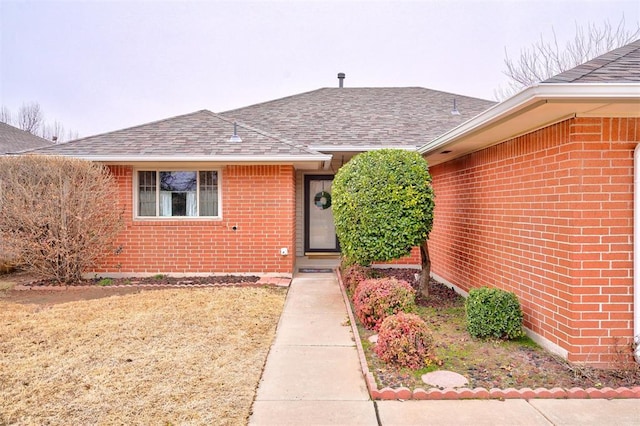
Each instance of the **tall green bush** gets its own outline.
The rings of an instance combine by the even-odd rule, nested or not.
[[[421,246],[420,293],[425,295],[430,272],[426,241],[433,226],[435,196],[420,154],[398,149],[359,154],[338,171],[332,191],[343,254],[366,266],[401,258]]]
[[[511,292],[489,287],[471,289],[465,310],[467,330],[474,337],[515,339],[524,336],[520,302]]]

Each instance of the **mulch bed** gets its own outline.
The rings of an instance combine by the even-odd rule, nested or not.
[[[260,280],[255,275],[211,275],[203,277],[170,277],[167,275],[154,275],[151,277],[130,277],[130,278],[93,278],[77,281],[71,284],[61,284],[54,280],[36,280],[22,283],[27,287],[76,287],[76,286],[202,286],[202,285],[228,285],[228,284],[251,284]]]
[[[416,270],[376,269],[381,276],[405,280],[414,286]],[[616,368],[606,370],[571,364],[540,347],[517,342],[482,340],[471,338],[466,332],[464,321],[452,312],[459,311],[464,299],[453,289],[431,280],[429,298],[417,299],[416,304],[425,309],[434,309],[425,320],[434,332],[440,333],[436,339],[438,347],[460,351],[455,358],[456,372],[468,378],[471,388],[484,387],[633,387],[640,385],[640,367],[630,359],[630,350],[621,355]],[[449,309],[453,308],[453,309]],[[373,332],[361,328],[361,337],[366,339]],[[472,348],[466,353],[455,348]],[[624,348],[622,348],[624,349]],[[385,364],[371,350],[370,370],[374,372],[382,387],[420,387],[419,377],[405,368]],[[446,352],[446,351],[445,351]]]

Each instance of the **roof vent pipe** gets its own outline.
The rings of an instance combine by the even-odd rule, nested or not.
[[[233,122],[233,135],[229,138],[229,142],[242,142],[242,138],[238,136],[238,123]]]
[[[344,73],[343,73],[343,72],[339,72],[339,73],[338,73],[338,87],[339,87],[340,89],[342,89],[342,88],[344,87],[344,78],[345,78],[345,77],[346,77],[346,76],[344,75]]]
[[[460,111],[458,111],[458,105],[456,105],[456,98],[453,98],[453,109],[451,110],[451,115],[460,115]]]

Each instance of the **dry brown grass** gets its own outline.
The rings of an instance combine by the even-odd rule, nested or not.
[[[233,287],[0,299],[0,424],[245,424],[284,297]]]

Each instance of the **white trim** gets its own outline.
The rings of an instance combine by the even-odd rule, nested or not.
[[[445,286],[451,288],[453,291],[458,293],[460,296],[462,296],[464,298],[469,297],[469,293],[467,293],[466,291],[464,291],[462,288],[458,287],[454,283],[442,278],[440,275],[434,274],[433,272],[431,272],[431,278],[433,278],[434,280],[438,281],[440,284],[444,284]]]
[[[472,132],[499,124],[546,103],[631,100],[640,102],[640,83],[539,83],[492,106],[418,149],[431,154]],[[461,153],[462,154],[462,153]]]
[[[216,172],[218,175],[218,215],[217,216],[160,216],[160,205],[159,205],[159,194],[160,191],[157,190],[159,182],[158,182],[158,173],[159,172],[172,172],[172,171],[195,171],[196,177],[198,180],[197,184],[197,199],[200,199],[200,175],[199,172],[207,172],[212,171]],[[156,172],[156,214],[158,216],[138,216],[138,202],[139,202],[139,182],[138,182],[138,172]],[[133,205],[132,207],[132,215],[134,222],[168,222],[168,221],[222,221],[222,170],[216,167],[207,167],[207,168],[198,168],[198,167],[169,167],[167,169],[162,169],[159,167],[134,167],[133,168],[133,179],[132,179],[132,190],[133,190]],[[198,208],[199,210],[199,208]]]
[[[405,151],[416,151],[418,147],[397,145],[309,145],[309,149],[320,152],[366,152],[377,151],[379,149],[402,149]]]
[[[527,336],[542,348],[548,350],[551,353],[559,355],[564,359],[567,359],[569,357],[569,351],[564,349],[562,346],[553,343],[551,340],[527,327],[523,326],[522,328],[524,328],[524,332],[527,333]]]
[[[221,163],[306,163],[331,161],[329,154],[317,155],[198,155],[198,156],[168,156],[168,155],[74,155],[55,154],[100,162],[221,162]]]

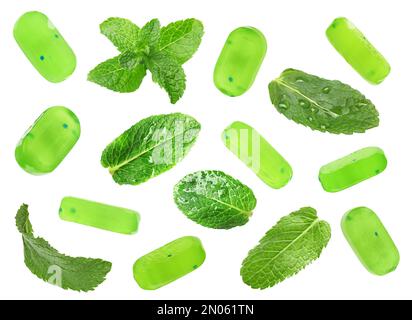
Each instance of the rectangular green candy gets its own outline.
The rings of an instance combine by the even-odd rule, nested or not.
[[[346,18],[338,18],[326,31],[330,43],[367,81],[379,84],[391,66],[366,37]]]
[[[14,38],[36,70],[50,82],[66,80],[76,69],[76,56],[49,18],[27,12],[14,26]]]
[[[64,221],[127,235],[136,233],[140,222],[135,211],[72,197],[62,200],[59,215]]]
[[[327,192],[339,192],[385,171],[387,159],[382,149],[369,147],[323,166],[319,180]]]
[[[244,94],[255,82],[266,51],[266,38],[258,29],[240,27],[232,31],[216,62],[216,88],[230,97]]]
[[[183,237],[138,259],[133,275],[142,289],[157,290],[198,269],[205,259],[201,241]]]
[[[359,260],[372,274],[384,276],[394,271],[400,260],[388,231],[368,208],[356,208],[342,219],[342,231]]]
[[[292,179],[289,163],[255,129],[234,122],[222,135],[226,147],[268,186],[280,189]]]
[[[80,122],[65,107],[44,111],[16,147],[17,163],[26,172],[42,175],[54,171],[80,138]]]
====================
## Prompt
In the records above, find the lines containing "Each" and copy them.

## Problem solution
Each instance of the **tall green bush** gets its own outline.
Each instance of the **mulch bed** gets its own outline.
Each instance of the **roof vent pipe** gets its own outline.
Each instance of the **dry brown grass** gets its own outline.
Each instance of the **white trim** gets its own outline.
Each instance of the rectangular green candy gets its own outline.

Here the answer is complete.